== Goal ==
Would you set down every entry shown below, precisely as written?
** Start of Information shown **
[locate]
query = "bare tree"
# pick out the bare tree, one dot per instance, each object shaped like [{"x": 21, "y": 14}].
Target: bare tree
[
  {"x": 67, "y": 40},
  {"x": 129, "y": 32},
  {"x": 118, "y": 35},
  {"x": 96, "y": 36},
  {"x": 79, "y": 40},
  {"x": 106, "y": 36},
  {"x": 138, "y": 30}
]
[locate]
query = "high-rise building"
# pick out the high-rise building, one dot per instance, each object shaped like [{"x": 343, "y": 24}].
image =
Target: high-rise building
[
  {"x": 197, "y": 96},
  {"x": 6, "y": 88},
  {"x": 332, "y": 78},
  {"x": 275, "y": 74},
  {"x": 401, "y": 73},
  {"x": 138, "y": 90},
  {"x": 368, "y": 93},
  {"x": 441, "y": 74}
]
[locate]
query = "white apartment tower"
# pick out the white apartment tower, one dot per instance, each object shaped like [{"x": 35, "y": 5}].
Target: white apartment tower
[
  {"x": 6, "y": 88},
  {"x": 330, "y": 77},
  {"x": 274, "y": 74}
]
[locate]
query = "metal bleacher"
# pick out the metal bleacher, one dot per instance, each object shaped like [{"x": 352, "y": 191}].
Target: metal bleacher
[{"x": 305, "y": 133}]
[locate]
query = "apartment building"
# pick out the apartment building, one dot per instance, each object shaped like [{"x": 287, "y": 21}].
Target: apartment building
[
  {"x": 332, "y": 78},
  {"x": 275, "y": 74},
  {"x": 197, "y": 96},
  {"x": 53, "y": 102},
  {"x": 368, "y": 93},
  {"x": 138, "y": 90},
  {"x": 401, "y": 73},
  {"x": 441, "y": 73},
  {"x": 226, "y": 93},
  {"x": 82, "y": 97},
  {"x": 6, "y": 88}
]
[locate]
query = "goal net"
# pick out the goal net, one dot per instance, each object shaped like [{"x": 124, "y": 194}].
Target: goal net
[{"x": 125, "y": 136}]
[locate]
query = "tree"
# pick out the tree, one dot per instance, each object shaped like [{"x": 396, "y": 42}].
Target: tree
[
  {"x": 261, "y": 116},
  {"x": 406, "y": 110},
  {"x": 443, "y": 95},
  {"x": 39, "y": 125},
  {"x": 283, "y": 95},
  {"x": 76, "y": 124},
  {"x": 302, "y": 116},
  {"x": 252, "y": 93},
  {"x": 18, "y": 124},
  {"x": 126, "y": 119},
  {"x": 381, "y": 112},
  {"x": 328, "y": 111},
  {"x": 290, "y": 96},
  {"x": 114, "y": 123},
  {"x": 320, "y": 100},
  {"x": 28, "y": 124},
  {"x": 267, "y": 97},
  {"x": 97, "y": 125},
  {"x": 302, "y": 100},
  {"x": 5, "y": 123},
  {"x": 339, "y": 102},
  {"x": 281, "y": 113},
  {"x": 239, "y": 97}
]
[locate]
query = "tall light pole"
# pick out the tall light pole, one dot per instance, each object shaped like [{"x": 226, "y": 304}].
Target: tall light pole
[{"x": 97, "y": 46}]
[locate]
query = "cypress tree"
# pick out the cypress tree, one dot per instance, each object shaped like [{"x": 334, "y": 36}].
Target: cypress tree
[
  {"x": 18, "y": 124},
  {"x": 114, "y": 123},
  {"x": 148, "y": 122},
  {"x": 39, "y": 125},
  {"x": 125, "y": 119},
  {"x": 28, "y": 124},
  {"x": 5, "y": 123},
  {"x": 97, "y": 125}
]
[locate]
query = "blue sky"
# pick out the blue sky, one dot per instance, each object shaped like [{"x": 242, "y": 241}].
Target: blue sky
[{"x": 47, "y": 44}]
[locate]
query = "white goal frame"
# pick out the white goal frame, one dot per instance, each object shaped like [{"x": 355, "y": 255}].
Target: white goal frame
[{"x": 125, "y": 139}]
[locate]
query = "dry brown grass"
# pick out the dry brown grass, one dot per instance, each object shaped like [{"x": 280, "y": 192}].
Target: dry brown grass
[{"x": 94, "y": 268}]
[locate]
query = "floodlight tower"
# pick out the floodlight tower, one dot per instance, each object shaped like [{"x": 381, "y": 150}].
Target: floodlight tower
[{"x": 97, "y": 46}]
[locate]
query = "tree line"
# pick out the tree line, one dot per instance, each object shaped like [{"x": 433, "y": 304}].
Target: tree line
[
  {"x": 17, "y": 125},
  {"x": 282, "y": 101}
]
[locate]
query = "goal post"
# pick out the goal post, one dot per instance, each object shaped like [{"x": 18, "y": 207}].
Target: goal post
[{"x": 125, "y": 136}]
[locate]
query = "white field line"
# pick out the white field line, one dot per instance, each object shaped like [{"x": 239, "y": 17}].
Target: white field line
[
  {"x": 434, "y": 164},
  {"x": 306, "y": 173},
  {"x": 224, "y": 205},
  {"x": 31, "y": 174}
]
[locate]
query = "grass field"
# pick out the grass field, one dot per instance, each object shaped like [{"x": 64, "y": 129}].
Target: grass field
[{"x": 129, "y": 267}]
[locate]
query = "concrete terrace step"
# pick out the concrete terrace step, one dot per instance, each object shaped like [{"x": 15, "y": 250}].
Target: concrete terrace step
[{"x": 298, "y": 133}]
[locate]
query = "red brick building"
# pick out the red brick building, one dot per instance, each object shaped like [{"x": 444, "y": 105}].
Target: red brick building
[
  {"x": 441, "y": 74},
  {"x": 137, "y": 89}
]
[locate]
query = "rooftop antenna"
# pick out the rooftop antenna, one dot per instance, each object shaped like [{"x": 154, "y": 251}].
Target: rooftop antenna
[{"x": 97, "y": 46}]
** End of Information shown **
== Reply to the exercise ==
[locate]
query = "bare tree"
# pick out the bare tree, one dot per instance, each object shaped like [{"x": 21, "y": 14}].
Target: bare tree
[
  {"x": 67, "y": 40},
  {"x": 129, "y": 32},
  {"x": 118, "y": 35},
  {"x": 96, "y": 36},
  {"x": 79, "y": 40},
  {"x": 106, "y": 36},
  {"x": 138, "y": 30}
]
[locate]
query = "high-rise building"
# pick out the high-rise building, one dot per instance, each object shaped like [{"x": 343, "y": 24}].
image =
Target: high-rise building
[
  {"x": 197, "y": 96},
  {"x": 6, "y": 88},
  {"x": 332, "y": 78},
  {"x": 275, "y": 74},
  {"x": 401, "y": 73},
  {"x": 138, "y": 90},
  {"x": 368, "y": 93},
  {"x": 441, "y": 74}
]
[locate]
query = "white apartment tower"
# pick out the white apartment tower, one dot per instance, each object shaped like [{"x": 35, "y": 5}].
Target: white apartment tower
[
  {"x": 6, "y": 88},
  {"x": 330, "y": 77},
  {"x": 274, "y": 74}
]
[locate]
query = "metal bleacher"
# pick out the metal bleacher, one dot per instance, each object shaped like [{"x": 352, "y": 191}].
Target: metal bleacher
[{"x": 305, "y": 133}]
[locate]
query = "apartment building"
# pick out the apartment building, one dot per instance, each object shaped like [{"x": 287, "y": 21}].
Target: apartment building
[
  {"x": 332, "y": 78},
  {"x": 275, "y": 74},
  {"x": 197, "y": 96},
  {"x": 53, "y": 102},
  {"x": 368, "y": 93},
  {"x": 138, "y": 90},
  {"x": 401, "y": 73},
  {"x": 441, "y": 73},
  {"x": 226, "y": 93},
  {"x": 82, "y": 97},
  {"x": 6, "y": 88}
]
[locate]
query = "goal net"
# pick out the goal net, one dot per instance, each object shaped like [{"x": 124, "y": 194}].
Target: goal net
[{"x": 125, "y": 136}]
[locate]
query = "tree"
# pick out the tree, one dot per instance, each object shaped like [{"x": 396, "y": 42}].
Target: tree
[
  {"x": 261, "y": 116},
  {"x": 406, "y": 110},
  {"x": 443, "y": 95},
  {"x": 39, "y": 125},
  {"x": 283, "y": 95},
  {"x": 76, "y": 124},
  {"x": 302, "y": 116},
  {"x": 252, "y": 93},
  {"x": 18, "y": 124},
  {"x": 126, "y": 119},
  {"x": 381, "y": 112},
  {"x": 328, "y": 111},
  {"x": 290, "y": 96},
  {"x": 114, "y": 123},
  {"x": 320, "y": 100},
  {"x": 28, "y": 124},
  {"x": 267, "y": 97},
  {"x": 97, "y": 125},
  {"x": 302, "y": 100},
  {"x": 5, "y": 123},
  {"x": 339, "y": 102},
  {"x": 281, "y": 113},
  {"x": 239, "y": 97}
]
[locate]
query = "tall light pole"
# pick out the tall light pole, one dot per instance, each object shaped like [{"x": 226, "y": 304}].
Target: tall light pole
[{"x": 97, "y": 46}]
[locate]
query = "cypress tree"
# pick out the cypress tree, one dot per instance, each object shaped like [{"x": 334, "y": 36}].
Target: cypress tree
[
  {"x": 18, "y": 124},
  {"x": 114, "y": 123},
  {"x": 148, "y": 122},
  {"x": 39, "y": 125},
  {"x": 125, "y": 119},
  {"x": 28, "y": 124},
  {"x": 5, "y": 123},
  {"x": 97, "y": 125}
]
[locate]
query = "blue sky"
# pick out the blue sky, one dot per instance, each object shaped like [{"x": 242, "y": 241}].
Target: blue sky
[{"x": 47, "y": 44}]
[locate]
query = "white goal frame"
# pick out the white goal frame, one dot per instance, each object shaped like [{"x": 355, "y": 255}].
Target: white goal frame
[{"x": 125, "y": 139}]
[locate]
query = "dry brown grass"
# pick out the dry brown grass, one dot per instance, each object shaped like [{"x": 280, "y": 192}].
Target: dry brown grass
[{"x": 94, "y": 268}]
[locate]
query = "floodlight tower"
# pick out the floodlight tower, one dot per instance, each object shaped like [{"x": 381, "y": 150}].
Target: floodlight tower
[{"x": 97, "y": 46}]
[locate]
query = "tree line"
# pick out the tree line, one dot per instance, each object shaped like [{"x": 433, "y": 304}].
Target: tree line
[
  {"x": 17, "y": 125},
  {"x": 282, "y": 101}
]
[locate]
query = "goal post"
# pick out the goal post, one dot per instance, each object shaped like [{"x": 18, "y": 207}].
Target: goal post
[{"x": 125, "y": 136}]
[locate]
query = "white field line"
# pick out the white field line, one dot per instance, each object shaped like [{"x": 239, "y": 17}].
Target: white field line
[
  {"x": 434, "y": 164},
  {"x": 306, "y": 173},
  {"x": 224, "y": 205},
  {"x": 31, "y": 174}
]
[locate]
query = "grass field"
# pick out the grass field, one dot per instance, each object shaped like [{"x": 64, "y": 129}].
Target: grass field
[{"x": 129, "y": 267}]
[locate]
query = "concrete terrace step"
# pick out the concrete terrace step, one dot per instance, each object shaped like [{"x": 15, "y": 250}].
Target: concrete terrace step
[{"x": 298, "y": 133}]
[locate]
query = "red brick building"
# pick out the red brick building, one dot per instance, each object shaped like [{"x": 444, "y": 105}].
Target: red brick building
[
  {"x": 441, "y": 74},
  {"x": 137, "y": 89}
]
[locate]
query = "rooftop antenna"
# pick out the rooftop antenna, one dot per instance, each object shaped like [{"x": 154, "y": 251}].
Target: rooftop antenna
[{"x": 97, "y": 46}]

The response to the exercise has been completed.